● **СПИСОК ЗАДАНИЙ**:
**A)** Верните из отрывка о Бальзаке фрагмент от слов «Кофе – вот черная» до слов «единственной мерой вещей.» включительно, ничего в нем не меняя.
**B)** Что, согласно отрывку о Бальзаке, он делает во время своих единственных коротких передышек?

Даже безграничная воля ничего не может поделать, когда исчерпан естественный запас сил. После четырех, пяти, шести часов беспрерывного писания и творчества Бальзак чувствует, что он уже больше не может. Рука повисает как плеть, глаза слезятся, кровь оглушительно стучит в его пылающие виски, перенапряженные нервы сдают окончательно. Всякий другой теперь прекратил бы работу и с благодарностью ограничился бы столь полноценным результатом. Но Бальзак, этот демон воли, не сдается. Он должен прийти к финишу, даже если загонит рысака! Подать сюда хлыст, раз эта ленивая кляча не хочет двинуться с места! Бальзак встает – это его единственные короткие передышки, – подходит к столу и зажигает спиртовку.

Кофе – вот черная нефть, вновь и вновь приводящая в движение этот фантастический робот, и поэтому для Бальзака, который дорожит только своим творчеством, кофе важнее, чем еда, сон, чем любое другое наслаждение. Он терпеть не может табака, ведь табак не стимулирует энергию, не помогает ей достичь того безмерного напряжения, которое служит для него единственной мерой вещей.

● **ПЕРЕЧЕНЬ**:
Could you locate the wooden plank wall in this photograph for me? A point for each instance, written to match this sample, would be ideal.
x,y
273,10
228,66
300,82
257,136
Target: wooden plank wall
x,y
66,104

● **ОЖИДАЕМЫЕ ОТВЕТЫ**:
**A)**
Кофе – вот черная нефть, вновь и вновь приводящая в движение этот фантастический робот, и поэтому для Бальзака, который дорожит только своим творчеством, кофе важнее, чем еда, сон, чем любое другое наслаждение. Он терпеть не может табака, ведь табак не стимулирует энергию, не помогает ей достичь того безмерного напряжения, которое служит для него единственной мерой вещей.

**B)** Он встает, подходит к столу и зажигает спиртовку.